### [TEXT BLOCK]
__________

Name of the Wind- Patrick Rothfuss 
-I'm about a quarter of the way into this one. It's another fantasy, a lot more serious than Howl's Moving Castle. My boyfriend lent it to me last August, but for reasons listed above I still haven't finished it. I'm hoping to be able to give it back to him by the end of the summer!
The Fountainhead- Ayn Rand
-I don't exactly know why, but I've gotten it into my head that I have to read something by Ayn Rand. I first heard of her when I was trying to learn more about Rush, a favourite band of mine. I read that the drummer and main lyricist, Neil Peart, was greatly influenced by her work. The Fountainhead was described to me at an impromptu gathering one evening at a dimly lit Vietnamese restaurant (perhaps this added somewhat to the book's allure), and it seemed like an interesting story. Mostly because I understood from the description that the protagonist believes that his art is more important than anything else, and that is something I respect.

The Asylum for Wayward Victorian Girls- Emilie Autumn
-I am not actually quite sure if I want to read this one or not. I've always been attracted to the idea of asylums, and this one blends modern asylum experiences with Victorian ones. Emilie Autumn is also an amazing over-the-top musician, and I really enjoyed the concept album (Fight Like a Girl) based off her book.
                                                                         (fanpop.com)

In addition to these, I've decided to begin the Harry Potter series again from the beginning. I've read the first two books numerous times, and the third book once. I never finished the fourth book, and I started the fifth book anyway, so I suppose I should try to read them through properly this time.

__________

### [INSTRUCTIONS FOR THE TASK]
Rewrite the reading list from the words "The Asylum for" through "properly this time.", putting "several times" in place of "numerous times".

### [DATASET EXCERPTS]
__________

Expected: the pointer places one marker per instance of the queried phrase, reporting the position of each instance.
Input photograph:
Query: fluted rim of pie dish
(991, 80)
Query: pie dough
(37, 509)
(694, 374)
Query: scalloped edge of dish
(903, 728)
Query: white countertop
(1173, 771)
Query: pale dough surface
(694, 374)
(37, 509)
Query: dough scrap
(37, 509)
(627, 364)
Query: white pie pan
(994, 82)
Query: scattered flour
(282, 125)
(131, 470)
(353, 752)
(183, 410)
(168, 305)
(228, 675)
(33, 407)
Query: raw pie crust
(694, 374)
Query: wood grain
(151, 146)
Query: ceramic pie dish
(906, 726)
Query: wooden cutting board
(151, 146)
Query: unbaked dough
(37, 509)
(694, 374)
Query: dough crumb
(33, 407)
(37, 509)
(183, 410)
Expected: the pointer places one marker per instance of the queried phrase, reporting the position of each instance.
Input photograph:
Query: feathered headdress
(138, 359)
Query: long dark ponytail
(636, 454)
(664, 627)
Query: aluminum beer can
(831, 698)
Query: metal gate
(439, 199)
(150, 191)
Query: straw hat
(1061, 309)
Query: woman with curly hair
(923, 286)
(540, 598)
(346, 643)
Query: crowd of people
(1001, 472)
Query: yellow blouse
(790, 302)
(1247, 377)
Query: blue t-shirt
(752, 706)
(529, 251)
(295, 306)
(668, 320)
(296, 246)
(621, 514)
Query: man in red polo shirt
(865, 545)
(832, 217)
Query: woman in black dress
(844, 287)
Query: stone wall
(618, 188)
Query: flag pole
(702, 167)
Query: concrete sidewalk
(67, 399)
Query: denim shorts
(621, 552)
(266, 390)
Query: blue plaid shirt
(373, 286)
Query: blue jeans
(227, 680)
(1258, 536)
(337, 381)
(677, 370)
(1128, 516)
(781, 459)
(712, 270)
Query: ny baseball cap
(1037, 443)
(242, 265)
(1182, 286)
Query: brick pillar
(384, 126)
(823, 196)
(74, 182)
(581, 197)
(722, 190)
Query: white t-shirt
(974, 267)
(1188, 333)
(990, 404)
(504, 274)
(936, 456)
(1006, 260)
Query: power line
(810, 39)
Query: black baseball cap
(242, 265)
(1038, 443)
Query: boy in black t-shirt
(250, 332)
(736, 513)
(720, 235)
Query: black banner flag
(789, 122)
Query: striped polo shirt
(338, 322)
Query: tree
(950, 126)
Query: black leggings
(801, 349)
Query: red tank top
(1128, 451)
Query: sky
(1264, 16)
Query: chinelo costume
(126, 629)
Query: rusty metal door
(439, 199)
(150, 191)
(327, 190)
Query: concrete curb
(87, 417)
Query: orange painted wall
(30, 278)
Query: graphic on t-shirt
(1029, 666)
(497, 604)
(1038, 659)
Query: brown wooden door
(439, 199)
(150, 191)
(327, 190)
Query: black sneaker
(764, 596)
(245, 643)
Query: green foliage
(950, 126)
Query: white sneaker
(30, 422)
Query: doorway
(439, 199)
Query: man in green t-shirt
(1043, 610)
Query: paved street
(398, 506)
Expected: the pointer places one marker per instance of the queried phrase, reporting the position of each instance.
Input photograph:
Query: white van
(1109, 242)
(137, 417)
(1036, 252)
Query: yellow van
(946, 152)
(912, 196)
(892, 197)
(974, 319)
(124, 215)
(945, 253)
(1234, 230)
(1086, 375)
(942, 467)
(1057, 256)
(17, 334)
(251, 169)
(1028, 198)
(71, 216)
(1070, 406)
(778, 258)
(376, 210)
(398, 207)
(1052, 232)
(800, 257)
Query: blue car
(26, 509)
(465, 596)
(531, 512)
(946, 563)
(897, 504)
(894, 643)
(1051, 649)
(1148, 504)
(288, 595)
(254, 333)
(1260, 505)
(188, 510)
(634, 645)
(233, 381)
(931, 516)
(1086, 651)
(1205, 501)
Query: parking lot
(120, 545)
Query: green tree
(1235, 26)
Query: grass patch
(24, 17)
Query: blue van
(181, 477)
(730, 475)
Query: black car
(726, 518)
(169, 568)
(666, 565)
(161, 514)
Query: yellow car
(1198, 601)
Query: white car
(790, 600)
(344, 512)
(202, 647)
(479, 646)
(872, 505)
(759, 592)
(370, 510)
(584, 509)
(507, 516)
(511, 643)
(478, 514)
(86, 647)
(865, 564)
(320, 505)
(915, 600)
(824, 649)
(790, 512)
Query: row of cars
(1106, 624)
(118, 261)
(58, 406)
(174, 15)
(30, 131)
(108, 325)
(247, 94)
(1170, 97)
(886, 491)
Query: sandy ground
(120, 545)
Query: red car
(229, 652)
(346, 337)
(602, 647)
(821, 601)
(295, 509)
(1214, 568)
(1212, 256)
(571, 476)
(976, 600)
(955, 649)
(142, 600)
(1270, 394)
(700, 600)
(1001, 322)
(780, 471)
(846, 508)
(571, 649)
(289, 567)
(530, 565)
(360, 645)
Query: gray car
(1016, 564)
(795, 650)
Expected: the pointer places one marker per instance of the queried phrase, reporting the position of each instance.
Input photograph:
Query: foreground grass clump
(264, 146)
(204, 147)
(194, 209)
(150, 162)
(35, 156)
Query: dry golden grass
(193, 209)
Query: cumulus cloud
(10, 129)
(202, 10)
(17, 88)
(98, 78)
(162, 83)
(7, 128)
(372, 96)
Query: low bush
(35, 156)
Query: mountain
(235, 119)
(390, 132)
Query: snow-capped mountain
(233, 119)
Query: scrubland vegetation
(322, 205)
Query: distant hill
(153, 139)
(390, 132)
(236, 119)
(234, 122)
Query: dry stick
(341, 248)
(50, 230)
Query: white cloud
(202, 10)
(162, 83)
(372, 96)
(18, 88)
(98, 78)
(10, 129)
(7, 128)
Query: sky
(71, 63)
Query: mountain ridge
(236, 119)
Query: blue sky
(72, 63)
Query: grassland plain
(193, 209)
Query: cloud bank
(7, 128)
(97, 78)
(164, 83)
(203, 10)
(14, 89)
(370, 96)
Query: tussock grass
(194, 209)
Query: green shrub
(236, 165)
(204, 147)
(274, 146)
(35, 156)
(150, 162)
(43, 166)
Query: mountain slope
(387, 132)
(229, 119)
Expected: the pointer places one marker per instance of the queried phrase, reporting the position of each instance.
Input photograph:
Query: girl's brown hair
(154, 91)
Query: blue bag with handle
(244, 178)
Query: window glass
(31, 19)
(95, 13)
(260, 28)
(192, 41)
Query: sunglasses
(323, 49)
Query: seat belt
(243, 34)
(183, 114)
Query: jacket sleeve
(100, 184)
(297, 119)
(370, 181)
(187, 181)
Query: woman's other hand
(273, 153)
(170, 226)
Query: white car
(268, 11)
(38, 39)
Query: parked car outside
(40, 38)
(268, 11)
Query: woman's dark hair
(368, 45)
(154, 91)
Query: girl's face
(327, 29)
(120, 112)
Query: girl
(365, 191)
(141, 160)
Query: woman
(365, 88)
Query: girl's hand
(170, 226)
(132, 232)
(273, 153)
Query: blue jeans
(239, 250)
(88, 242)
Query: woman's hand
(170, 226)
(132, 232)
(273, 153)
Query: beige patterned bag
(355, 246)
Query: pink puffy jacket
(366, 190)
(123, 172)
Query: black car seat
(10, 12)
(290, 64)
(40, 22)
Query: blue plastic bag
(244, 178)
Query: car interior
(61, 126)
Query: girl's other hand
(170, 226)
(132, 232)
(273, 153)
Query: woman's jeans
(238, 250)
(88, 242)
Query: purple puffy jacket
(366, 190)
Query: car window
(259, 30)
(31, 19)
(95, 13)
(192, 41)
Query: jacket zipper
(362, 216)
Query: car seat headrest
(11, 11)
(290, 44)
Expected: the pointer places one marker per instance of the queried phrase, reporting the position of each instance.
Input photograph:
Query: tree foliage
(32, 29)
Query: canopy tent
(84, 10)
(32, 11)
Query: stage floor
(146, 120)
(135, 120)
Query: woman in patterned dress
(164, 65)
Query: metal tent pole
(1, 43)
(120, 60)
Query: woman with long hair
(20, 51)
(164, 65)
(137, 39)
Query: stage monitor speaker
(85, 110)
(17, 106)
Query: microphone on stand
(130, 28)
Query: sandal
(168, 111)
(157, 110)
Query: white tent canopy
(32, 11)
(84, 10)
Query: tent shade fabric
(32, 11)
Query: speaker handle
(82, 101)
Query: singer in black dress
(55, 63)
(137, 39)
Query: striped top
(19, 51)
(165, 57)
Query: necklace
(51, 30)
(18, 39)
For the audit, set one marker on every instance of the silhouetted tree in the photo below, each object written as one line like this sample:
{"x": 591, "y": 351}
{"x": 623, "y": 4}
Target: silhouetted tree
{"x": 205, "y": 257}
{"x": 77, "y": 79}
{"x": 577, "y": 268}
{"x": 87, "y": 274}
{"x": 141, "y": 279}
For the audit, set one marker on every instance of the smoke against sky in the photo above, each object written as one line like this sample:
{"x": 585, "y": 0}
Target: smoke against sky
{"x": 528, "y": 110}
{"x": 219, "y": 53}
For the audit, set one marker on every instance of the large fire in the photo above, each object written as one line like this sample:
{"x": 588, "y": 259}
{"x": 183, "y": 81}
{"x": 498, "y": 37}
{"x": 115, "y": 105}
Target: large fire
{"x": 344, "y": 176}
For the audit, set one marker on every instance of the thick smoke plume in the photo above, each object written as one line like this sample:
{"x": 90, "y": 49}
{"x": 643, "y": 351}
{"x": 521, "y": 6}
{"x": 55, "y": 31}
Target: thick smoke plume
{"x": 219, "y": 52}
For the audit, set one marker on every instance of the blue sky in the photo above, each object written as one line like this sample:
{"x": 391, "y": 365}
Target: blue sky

__________

### [SOLUTION TO THIS PROBLEM]
The Asylum for Wayward Victorian Girls- Emilie Autumn
-I am not actually quite sure if I want to read this one or not. I've always been attracted to the idea of asylums, and this one blends modern asylum experiences with Victorian ones. Emilie Autumn is also an amazing over-the-top musician, and I really enjoyed the concept album (Fight Like a Girl) based off her book.
                                                                         (fanpop.com)

In addition to these, I've decided to begin the Harry Potter series again from the beginning. I've read the first two books several times, and the third book once. I never finished the fourth book, and I started the fifth book anyway, so I suppose I should try to read them through properly this time.